WORK ITEM =
What you give must be the lines from the one containing "negative clicks: (616, 211)" through the last line of the listing below, exactly, with nothing else and no pictures.

▬▬▬

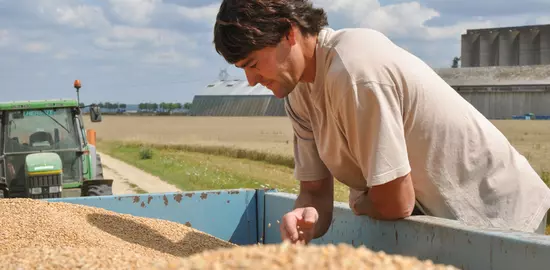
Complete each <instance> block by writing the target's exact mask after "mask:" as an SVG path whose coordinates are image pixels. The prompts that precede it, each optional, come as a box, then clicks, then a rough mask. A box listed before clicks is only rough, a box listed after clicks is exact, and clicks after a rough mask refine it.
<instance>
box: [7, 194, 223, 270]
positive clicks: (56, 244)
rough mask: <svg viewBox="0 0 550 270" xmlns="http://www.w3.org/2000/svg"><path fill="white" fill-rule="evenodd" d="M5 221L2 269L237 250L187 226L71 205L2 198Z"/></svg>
mask: <svg viewBox="0 0 550 270" xmlns="http://www.w3.org/2000/svg"><path fill="white" fill-rule="evenodd" d="M0 217H2V218H1V219H0V264H1V266H0V268H1V269H37V268H39V267H38V266H41V267H42V268H40V269H74V268H78V267H81V266H82V265H87V266H93V267H85V268H86V269H91V268H94V267H95V268H98V269H101V268H103V269H115V268H118V269H135V268H139V267H145V266H147V265H150V264H151V263H152V262H155V261H163V260H170V259H174V258H178V257H185V256H188V255H191V254H194V253H198V252H202V251H204V250H208V249H215V248H226V247H232V246H234V245H233V244H230V243H228V242H225V241H223V240H220V239H218V238H215V237H213V236H210V235H208V234H205V233H202V232H200V231H198V230H195V229H193V228H190V227H188V226H185V225H183V224H179V223H175V222H169V221H164V220H156V219H148V218H141V217H136V216H131V215H125V214H120V213H115V212H111V211H107V210H105V209H101V208H93V207H86V206H82V205H76V204H69V203H58V202H57V203H51V202H46V201H40V200H30V199H5V200H0ZM72 264H74V265H72ZM31 265H32V267H34V268H29V266H31ZM18 267H20V268H18Z"/></svg>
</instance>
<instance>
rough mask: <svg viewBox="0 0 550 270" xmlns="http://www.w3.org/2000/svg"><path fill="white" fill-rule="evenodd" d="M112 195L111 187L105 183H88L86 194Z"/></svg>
mask: <svg viewBox="0 0 550 270" xmlns="http://www.w3.org/2000/svg"><path fill="white" fill-rule="evenodd" d="M110 195H113V187H111V186H110V185H106V184H98V185H89V186H88V194H87V196H110Z"/></svg>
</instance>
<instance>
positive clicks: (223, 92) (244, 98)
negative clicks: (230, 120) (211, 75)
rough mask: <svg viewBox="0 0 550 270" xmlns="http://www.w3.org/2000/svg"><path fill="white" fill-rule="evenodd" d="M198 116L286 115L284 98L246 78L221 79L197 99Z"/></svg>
mask: <svg viewBox="0 0 550 270" xmlns="http://www.w3.org/2000/svg"><path fill="white" fill-rule="evenodd" d="M191 114H192V115H196V116H286V113H285V110H284V101H283V99H279V98H277V97H275V96H274V95H273V93H272V92H271V91H270V90H269V89H267V88H265V87H263V86H262V85H259V84H258V85H256V86H254V87H251V86H249V85H248V82H247V81H244V80H221V81H218V82H215V83H212V84H209V85H207V86H206V88H205V89H204V91H203V92H202V93H201V94H200V95H196V96H195V97H194V98H193V105H192V106H191Z"/></svg>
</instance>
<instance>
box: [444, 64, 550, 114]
mask: <svg viewBox="0 0 550 270" xmlns="http://www.w3.org/2000/svg"><path fill="white" fill-rule="evenodd" d="M436 72H437V73H438V74H439V76H441V77H442V78H443V79H444V80H445V81H446V82H447V83H449V85H451V86H452V87H453V88H454V89H455V90H456V91H458V93H460V95H462V97H464V98H465V99H466V100H468V101H469V102H470V103H471V104H472V105H473V106H474V107H475V108H476V109H478V110H479V111H480V112H481V113H482V114H483V115H485V117H487V118H489V119H510V118H512V117H513V116H522V115H525V114H530V113H533V114H535V116H541V117H543V116H548V115H550V106H549V104H550V78H549V77H548V74H550V65H533V66H501V67H477V68H444V69H436Z"/></svg>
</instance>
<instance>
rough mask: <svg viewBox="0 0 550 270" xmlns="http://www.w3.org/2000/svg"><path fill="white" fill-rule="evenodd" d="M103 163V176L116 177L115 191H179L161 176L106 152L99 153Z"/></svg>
mask: <svg viewBox="0 0 550 270" xmlns="http://www.w3.org/2000/svg"><path fill="white" fill-rule="evenodd" d="M99 154H100V155H101V161H102V163H103V177H104V178H105V179H114V180H115V181H114V184H113V193H114V194H116V195H119V194H137V193H139V191H140V190H141V191H142V192H146V193H161V192H177V191H181V190H179V189H178V188H177V187H176V186H174V185H171V184H168V183H166V182H164V181H162V180H161V179H160V178H158V177H156V176H154V175H151V174H149V173H147V172H144V171H142V170H140V169H138V168H136V167H133V166H131V165H129V164H126V163H124V162H122V161H120V160H118V159H115V158H113V157H111V156H109V155H107V154H105V153H99Z"/></svg>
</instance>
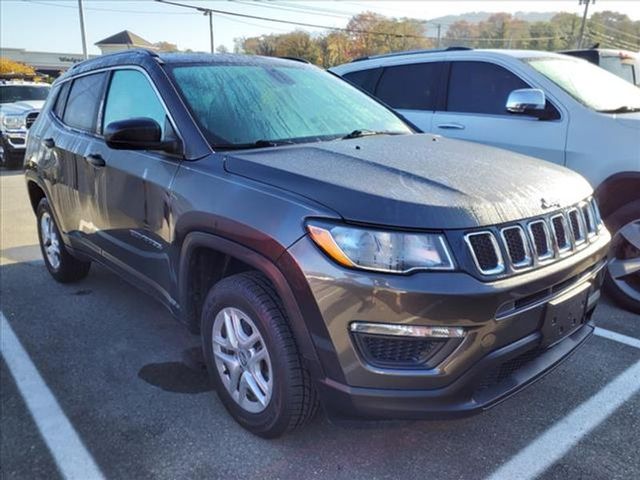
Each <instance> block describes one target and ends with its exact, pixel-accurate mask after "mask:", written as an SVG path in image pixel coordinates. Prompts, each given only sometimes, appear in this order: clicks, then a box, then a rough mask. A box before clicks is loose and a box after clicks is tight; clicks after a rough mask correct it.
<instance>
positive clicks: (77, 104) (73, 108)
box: [63, 73, 107, 132]
mask: <svg viewBox="0 0 640 480" xmlns="http://www.w3.org/2000/svg"><path fill="white" fill-rule="evenodd" d="M106 77H107V76H106V74H105V73H95V74H92V75H87V76H84V77H80V78H77V79H76V80H74V81H73V85H71V91H70V92H69V99H68V100H67V107H66V108H65V110H64V117H63V122H64V123H66V124H67V125H69V126H70V127H74V128H78V129H80V130H85V131H87V132H95V131H96V120H97V117H98V109H99V107H100V99H101V98H102V91H103V89H104V82H105V79H106Z"/></svg>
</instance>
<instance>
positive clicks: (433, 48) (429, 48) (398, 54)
mask: <svg viewBox="0 0 640 480" xmlns="http://www.w3.org/2000/svg"><path fill="white" fill-rule="evenodd" d="M457 50H473V48H470V47H459V46H452V47H447V48H429V49H424V50H407V51H405V52H391V53H382V54H380V55H369V56H367V57H360V58H356V59H354V60H351V63H353V62H361V61H362V60H371V59H373V58H387V57H401V56H402V55H418V54H421V53H441V52H454V51H457Z"/></svg>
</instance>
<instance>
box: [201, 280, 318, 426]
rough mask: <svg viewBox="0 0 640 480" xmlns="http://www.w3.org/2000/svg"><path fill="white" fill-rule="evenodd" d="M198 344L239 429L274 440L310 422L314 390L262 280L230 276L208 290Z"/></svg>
mask: <svg viewBox="0 0 640 480" xmlns="http://www.w3.org/2000/svg"><path fill="white" fill-rule="evenodd" d="M202 344H203V349H204V357H205V361H206V364H207V369H208V371H209V374H210V376H211V379H212V381H213V383H214V385H215V387H216V390H217V392H218V396H219V397H220V400H221V401H222V403H223V404H224V406H225V407H226V409H227V410H228V411H229V413H230V414H231V415H232V416H233V418H234V419H235V420H236V421H237V422H238V423H239V424H240V425H242V426H243V427H244V428H246V429H247V430H249V431H250V432H252V433H254V434H256V435H259V436H261V437H265V438H274V437H278V436H280V435H282V434H283V433H285V432H287V431H289V430H292V429H294V428H296V427H298V426H301V425H303V424H304V423H306V422H307V421H309V420H310V419H311V418H313V416H314V414H315V412H316V410H317V405H318V401H317V397H316V392H315V389H314V388H313V385H312V384H311V379H310V377H309V373H308V371H307V369H306V368H305V366H304V364H303V362H302V359H301V356H300V354H299V352H298V349H297V346H296V343H295V340H294V338H293V335H292V333H291V329H290V328H289V325H288V322H287V317H286V313H285V311H284V309H283V307H282V302H281V301H280V299H279V297H278V295H277V293H276V292H275V291H274V289H273V287H272V286H271V283H270V282H269V281H268V280H267V278H266V277H264V276H263V275H261V274H260V273H257V272H249V273H241V274H238V275H233V276H231V277H228V278H225V279H224V280H221V281H220V282H219V283H218V284H216V285H215V286H214V287H213V288H212V289H211V290H210V292H209V294H208V295H207V298H206V300H205V304H204V307H203V311H202Z"/></svg>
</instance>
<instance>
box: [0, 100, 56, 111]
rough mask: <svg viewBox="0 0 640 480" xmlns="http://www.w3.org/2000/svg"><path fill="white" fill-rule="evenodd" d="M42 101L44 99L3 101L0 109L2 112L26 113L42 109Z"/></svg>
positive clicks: (43, 101) (42, 100)
mask: <svg viewBox="0 0 640 480" xmlns="http://www.w3.org/2000/svg"><path fill="white" fill-rule="evenodd" d="M44 102H45V101H44V100H24V101H22V102H15V103H3V104H2V105H0V110H1V111H2V113H10V114H18V113H26V112H30V111H31V110H42V107H43V106H44Z"/></svg>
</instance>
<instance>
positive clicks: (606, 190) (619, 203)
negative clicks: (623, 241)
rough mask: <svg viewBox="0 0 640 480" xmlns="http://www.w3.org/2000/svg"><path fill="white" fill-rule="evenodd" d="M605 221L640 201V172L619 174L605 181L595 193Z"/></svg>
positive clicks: (594, 195)
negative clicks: (616, 211)
mask: <svg viewBox="0 0 640 480" xmlns="http://www.w3.org/2000/svg"><path fill="white" fill-rule="evenodd" d="M594 196H595V198H596V200H597V201H598V206H599V207H600V212H601V215H602V218H604V219H605V220H606V219H607V218H608V217H609V216H611V215H612V214H613V213H614V212H616V211H617V210H619V209H620V208H622V207H623V206H624V205H626V204H628V203H631V202H633V201H635V200H639V199H640V172H631V171H629V172H618V173H615V174H613V175H611V176H610V177H608V178H607V179H606V180H604V181H603V182H602V183H601V184H600V185H598V187H597V188H596V191H595V193H594Z"/></svg>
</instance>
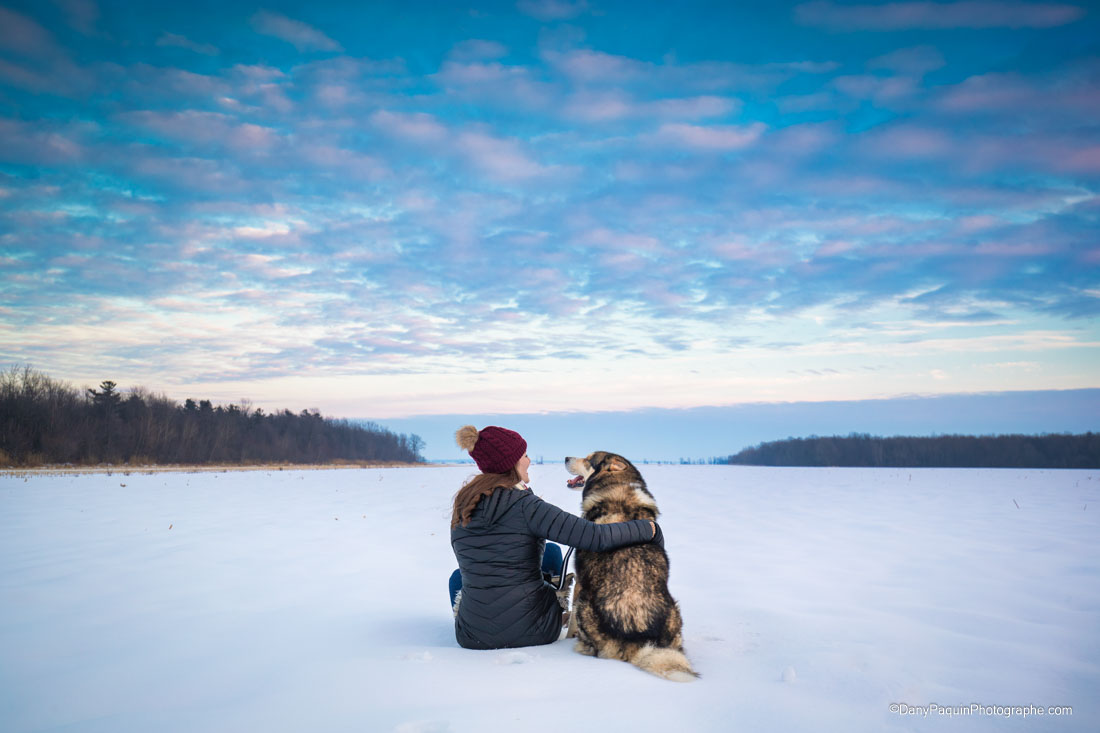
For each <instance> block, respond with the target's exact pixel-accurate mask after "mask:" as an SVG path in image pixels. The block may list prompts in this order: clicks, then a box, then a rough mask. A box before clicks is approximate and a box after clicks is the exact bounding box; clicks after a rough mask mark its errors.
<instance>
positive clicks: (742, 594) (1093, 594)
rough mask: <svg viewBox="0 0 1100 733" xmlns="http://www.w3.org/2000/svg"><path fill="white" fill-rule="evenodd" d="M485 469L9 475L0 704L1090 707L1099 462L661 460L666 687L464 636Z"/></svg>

▬▬▬

RESULT FOR THIS EXERCISE =
negative clicks: (616, 211)
mask: <svg viewBox="0 0 640 480" xmlns="http://www.w3.org/2000/svg"><path fill="white" fill-rule="evenodd" d="M594 196H595V198H596V200H597V201H598V206H599V207H600V212H601V215H602V218H604V219H605V220H606V219H607V218H608V217H609V216H611V215H612V214H613V213H614V212H616V211H617V210H619V209H620V208H622V207H623V206H624V205H626V204H628V203H631V202H633V201H635V200H639V199H640V172H631V171H629V172H618V173H615V174H613V175H611V176H610V177H608V178H607V179H606V180H604V181H603V182H602V183H601V184H600V185H598V187H597V188H596V191H595V193H594Z"/></svg>
</instance>
For each <instance> block, respond with the target's exact pixel-accurate mask after "mask:" as an SVG path in image pixels. The block may list prompts in this order: clicks, then a box, then a rough mask. A box before clicks is approximate and a box after clicks is the exact bounding box; clicks after a rough mask mark its errors.
<instance>
positive clicks: (742, 594) (1093, 594)
rough mask: <svg viewBox="0 0 1100 733" xmlns="http://www.w3.org/2000/svg"><path fill="white" fill-rule="evenodd" d="M485 469L9 475L0 704L1090 707L1099 462L661 460L666 687L464 636Z"/></svg>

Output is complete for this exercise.